À vous:
Reprenez, s'il vous plaît, le texte sur la rupture entre classes dirigeantes et classes populaires là où il s'arrête, en poursuivant après sa dernière phrase.

Texte à examiner:
================================
Autrement dit, en lançant dans les années 80 le grand mouvement de dérégulation et de mondialisation, les classes dirigeantes occidentales (le monde politique, médiatique, culturel et académique) a lancé (consciemment ou non, nous y reviendrons) un processus qui aboutit à déstabiliser l’ensemble des couches populaires qui formaient le socle des classes moyennes et à les reléguer dans les marges, dans une situation de précarité matérielle et de mépris. Les classes dirigeantes ont fait « sécession », s’isolant dans un univers mondialisé où elles ont leurs codes qu’elles continuent de vouloir imposer à l’ensemble de la société mais avec de plus en plus de mal.
Ce phénomène touche tous les pays industriels et donne les votes que l’on connaît ( Trump, Brexit, Italie, Scandinavie, etc..). Avec la ghettoïsation du monde d’en haut, l’émergence de la France périphérique et populaire a commencé ( p 24), marquée par deux insécurités, culturelle et sociale (p 27). Un nouveau clivage apparaît entre les gagnants de la mondialisation et les perdants de cette mondialisation. Les populations reléguées s’accroissent progressivement. Ainsi aux ouvriers, agriculteurs s’ajoutent les employés, des cols bleus, des petits cols blancs, des jeunes, des retraités, des ruraux, des urbains, bref, « l’addition de ces marges finit par former un tout : la société elle-même » p 35. Les prochaines victimes seront les retraités (p 69) et les fonctionnaires
Ce phénomène est spécifique à l’Occident car, dans les BRICS, il a produit de la classe moyenne. (p51)
C Guilluy le redit autrement page 157 « La fuite en avant des classes dominantes occidentales, inscrites dans un long processus d’abandon des classes populaires, débouche aujourd’hui sur une remise en question de l’Etat-providence et sur un abandon généralisé du bien commun. Elle est l’aboutissement de la diffusion d’une « culture de l’égoïsme », mais aussi du développement d’un profond mépris de classe ». Le bien commun n’étant plus un objectif, se développent les « revendications catégorielles, individuelles et /ou communautaires » (p 159). « Individualisme et grégarisme social pour le monde d’en haut, solidarités contraintes et communautarismes pour le monde d’en bas » p 160. Ce faisant, en se coupant des classes populaires, les classes dominantes perdent leur hégémonie.
C’est ce que développe la troisième partie qui traite du « soft power des classes populaires » qui se défendent en cherchant à préserver ce qui leur reste, leur capital social et culturel ( p 176). « Partout en Occident, le rêve des élites d’un monde hors-sol, d’individus détachés de leur territoire, de leur culture, de leur histoire et de leurs valeurs morales se brise contre un môle populaire » (p 186).
================================
Données sources:

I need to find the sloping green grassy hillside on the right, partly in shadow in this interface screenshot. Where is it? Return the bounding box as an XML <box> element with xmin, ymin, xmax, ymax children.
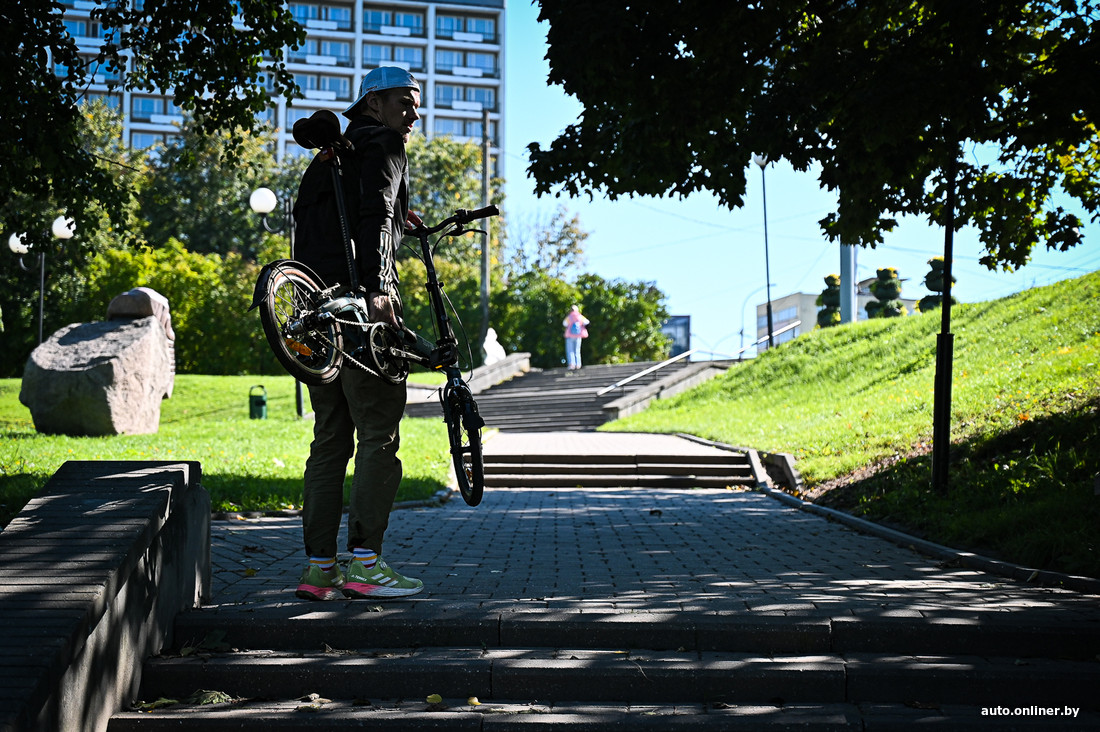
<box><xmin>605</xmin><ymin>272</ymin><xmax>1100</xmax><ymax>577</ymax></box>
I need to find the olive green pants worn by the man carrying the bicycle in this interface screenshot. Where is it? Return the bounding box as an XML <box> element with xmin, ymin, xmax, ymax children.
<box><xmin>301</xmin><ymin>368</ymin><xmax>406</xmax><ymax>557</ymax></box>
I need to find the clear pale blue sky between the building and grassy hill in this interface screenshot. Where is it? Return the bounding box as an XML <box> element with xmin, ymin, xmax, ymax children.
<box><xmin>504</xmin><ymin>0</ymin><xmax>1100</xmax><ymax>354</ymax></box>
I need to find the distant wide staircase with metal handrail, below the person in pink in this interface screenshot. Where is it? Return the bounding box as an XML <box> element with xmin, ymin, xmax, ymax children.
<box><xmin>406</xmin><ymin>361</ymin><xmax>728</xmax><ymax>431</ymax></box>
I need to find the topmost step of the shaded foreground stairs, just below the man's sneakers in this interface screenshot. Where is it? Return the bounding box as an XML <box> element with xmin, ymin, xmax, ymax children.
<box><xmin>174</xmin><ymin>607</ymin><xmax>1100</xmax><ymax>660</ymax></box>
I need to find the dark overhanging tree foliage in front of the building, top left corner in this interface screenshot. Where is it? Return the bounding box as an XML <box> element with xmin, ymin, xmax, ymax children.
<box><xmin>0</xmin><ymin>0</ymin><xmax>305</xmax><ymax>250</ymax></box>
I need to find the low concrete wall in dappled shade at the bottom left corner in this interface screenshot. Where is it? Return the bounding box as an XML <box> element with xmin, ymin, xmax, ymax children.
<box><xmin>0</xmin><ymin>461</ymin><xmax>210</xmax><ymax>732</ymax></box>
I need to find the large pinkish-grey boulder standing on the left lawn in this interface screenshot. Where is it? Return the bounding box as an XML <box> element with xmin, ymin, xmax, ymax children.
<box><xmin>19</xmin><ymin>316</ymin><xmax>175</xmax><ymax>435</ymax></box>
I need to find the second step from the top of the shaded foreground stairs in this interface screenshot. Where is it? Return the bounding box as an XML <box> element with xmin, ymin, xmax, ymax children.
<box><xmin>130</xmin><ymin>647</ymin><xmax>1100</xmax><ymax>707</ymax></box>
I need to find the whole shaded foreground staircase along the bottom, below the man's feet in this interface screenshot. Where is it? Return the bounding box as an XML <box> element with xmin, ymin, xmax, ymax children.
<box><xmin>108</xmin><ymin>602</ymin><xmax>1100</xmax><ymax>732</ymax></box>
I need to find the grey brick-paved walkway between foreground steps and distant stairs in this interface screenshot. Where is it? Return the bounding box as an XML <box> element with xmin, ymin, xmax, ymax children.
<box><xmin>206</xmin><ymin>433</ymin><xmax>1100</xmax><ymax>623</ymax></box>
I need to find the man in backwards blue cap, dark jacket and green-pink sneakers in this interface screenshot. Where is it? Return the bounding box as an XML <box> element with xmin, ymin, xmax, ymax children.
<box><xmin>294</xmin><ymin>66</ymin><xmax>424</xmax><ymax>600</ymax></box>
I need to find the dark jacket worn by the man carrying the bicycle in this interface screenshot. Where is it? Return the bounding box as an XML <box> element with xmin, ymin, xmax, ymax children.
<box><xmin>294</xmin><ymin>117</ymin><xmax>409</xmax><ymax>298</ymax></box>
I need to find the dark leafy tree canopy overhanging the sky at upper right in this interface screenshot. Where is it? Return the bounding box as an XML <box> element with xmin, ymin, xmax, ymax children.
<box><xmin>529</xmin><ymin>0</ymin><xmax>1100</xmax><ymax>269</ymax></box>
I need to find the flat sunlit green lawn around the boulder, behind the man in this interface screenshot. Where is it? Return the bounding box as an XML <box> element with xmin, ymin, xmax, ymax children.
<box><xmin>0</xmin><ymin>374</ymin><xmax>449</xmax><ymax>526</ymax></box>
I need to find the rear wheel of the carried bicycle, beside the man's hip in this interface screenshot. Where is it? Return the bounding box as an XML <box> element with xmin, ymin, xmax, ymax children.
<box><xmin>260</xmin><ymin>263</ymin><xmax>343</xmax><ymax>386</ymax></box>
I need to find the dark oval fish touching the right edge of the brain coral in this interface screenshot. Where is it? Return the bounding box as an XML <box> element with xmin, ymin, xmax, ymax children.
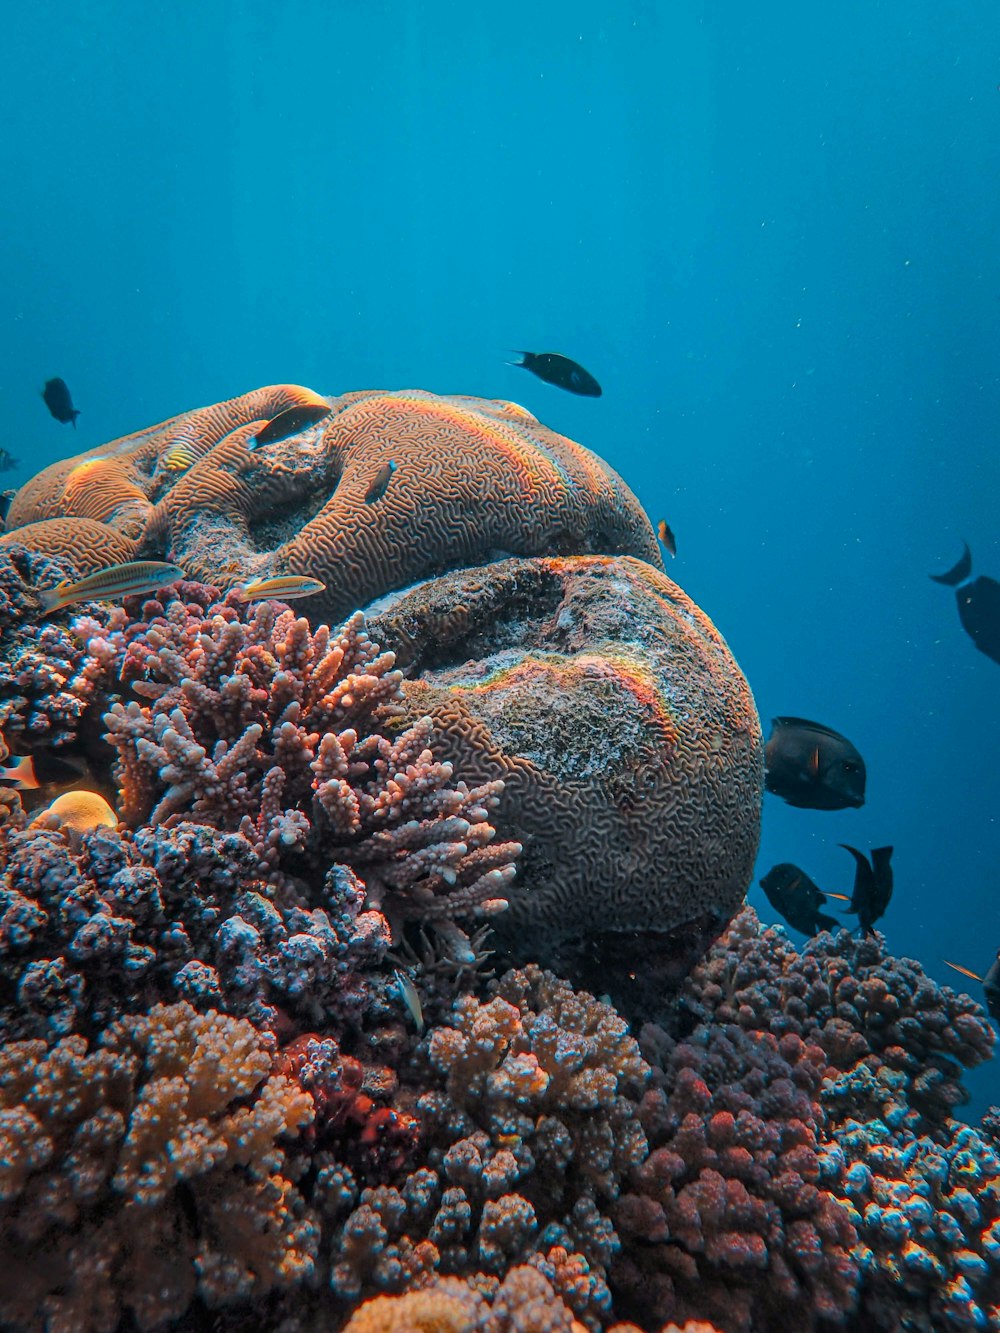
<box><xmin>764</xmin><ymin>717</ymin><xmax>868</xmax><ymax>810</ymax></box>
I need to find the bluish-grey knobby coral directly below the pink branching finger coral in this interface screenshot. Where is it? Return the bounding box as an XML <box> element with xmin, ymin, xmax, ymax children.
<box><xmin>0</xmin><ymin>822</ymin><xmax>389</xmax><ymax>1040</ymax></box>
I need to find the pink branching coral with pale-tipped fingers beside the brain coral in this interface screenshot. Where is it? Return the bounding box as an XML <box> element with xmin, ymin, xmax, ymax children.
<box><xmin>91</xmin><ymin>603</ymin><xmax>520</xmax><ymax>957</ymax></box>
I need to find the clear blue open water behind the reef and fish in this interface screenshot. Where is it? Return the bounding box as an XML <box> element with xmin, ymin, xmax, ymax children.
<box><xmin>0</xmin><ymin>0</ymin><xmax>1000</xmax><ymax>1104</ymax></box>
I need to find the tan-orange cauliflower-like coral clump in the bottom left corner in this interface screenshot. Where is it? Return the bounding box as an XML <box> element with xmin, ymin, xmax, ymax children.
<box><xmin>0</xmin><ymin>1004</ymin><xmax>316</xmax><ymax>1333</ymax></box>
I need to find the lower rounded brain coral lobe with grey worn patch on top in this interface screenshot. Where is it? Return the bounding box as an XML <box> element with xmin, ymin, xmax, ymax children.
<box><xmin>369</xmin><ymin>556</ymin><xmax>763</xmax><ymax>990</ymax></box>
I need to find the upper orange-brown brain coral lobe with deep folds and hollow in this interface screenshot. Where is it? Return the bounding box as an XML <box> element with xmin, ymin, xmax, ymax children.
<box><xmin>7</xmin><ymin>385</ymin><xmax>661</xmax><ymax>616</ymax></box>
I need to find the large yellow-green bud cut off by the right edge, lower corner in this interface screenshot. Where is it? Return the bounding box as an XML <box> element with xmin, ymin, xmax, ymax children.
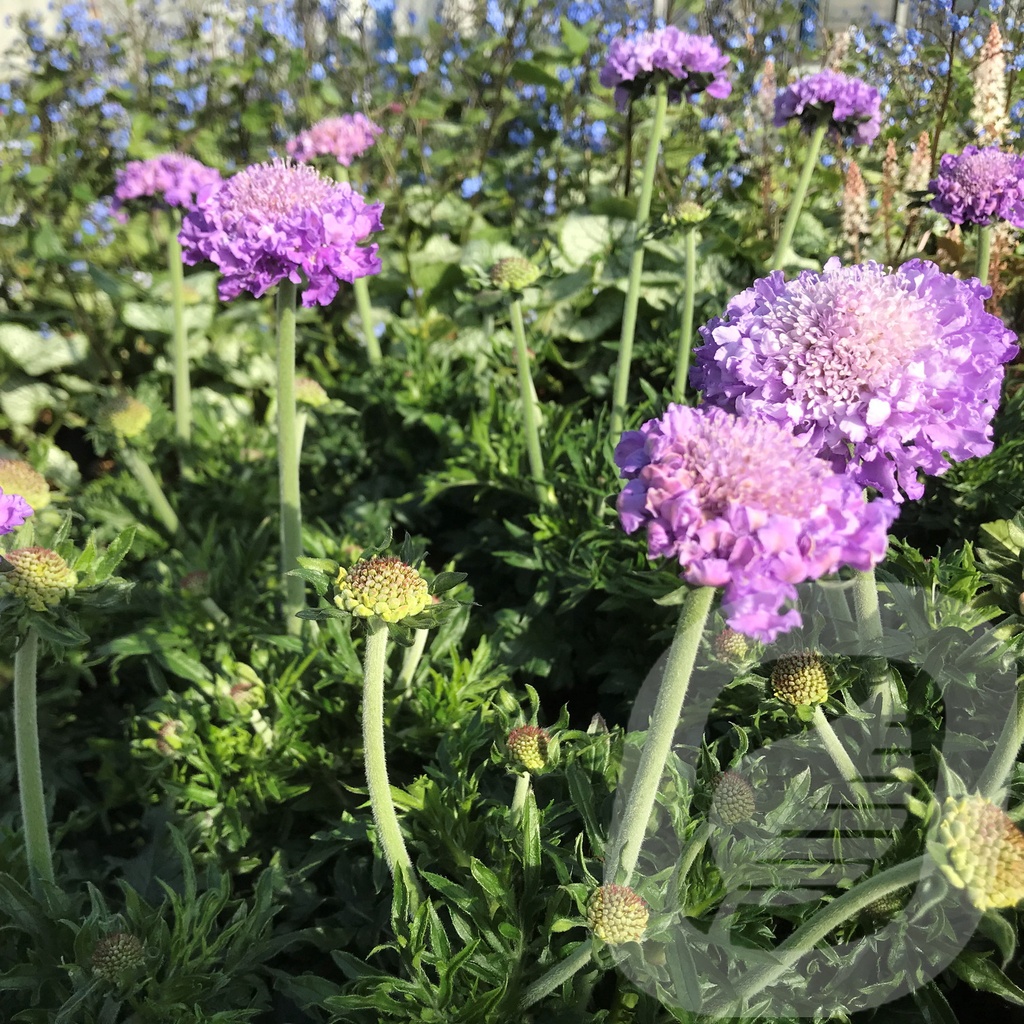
================================
Réponse attendue:
Face à cette situation, les classes périphériques font le gros dos et cherchent à échapper à la guerre en développant un nouveau mode de vie « un modèle aujourd’hui commun à l’ensemble des pays occidentaux : le vivre-ensemble séparé » (p 223). C Guilluy résume sa vision de la façon suivante (p 226) « Au vivre ensemble, à cette indistinction des cultures populaires proposée par un monde d’en haut qui pratique, lui, depuis des décennies, la sécession territoriale et le grégarisme, les classes populaires opposent un irrédentisme culturel… qui s’apparente à une gestion culturelle du quotidien…. cette gestion pragmatique des tensions identitaires est l’un des indicateurs du mouvement réel de la société, un mouvement qui vient contredire tous les plans de la classe dominante en replaçant les questions sociales et culturelles au cœur du débat ».
Commentaires personnels : il me semble qu’il y a dans cet ouvrage une analyse très juste et une vision manichéenne. La vision juste est celle d’une société qui éclate entre une partie qui adhère à la mondialisation et en tire bénéfice (elle réside effectivement plutôt dans les métropoles et les petites villes riches) et une autre partie, la France périphérique, qui subit cette mondialisation et se paupérise. Les écarts se creusent. C Guilluy constate une solidarité des couches dominantes dans le regard hautain qu’elles portent sur ces classes populaires qui sont reléguées. On note la façon dont il associe systématiquement le monde politique, médiatique et académique. Ce monde qui, bien souvent, donne la leçon. A cet égard le vote en faveur d’E Macron traduit bien ( p 106 à 108) l’alliance objective passée dans les grandes villes entre une bourgeoisie traditionnelle et une bourgeoisie bobo, cool.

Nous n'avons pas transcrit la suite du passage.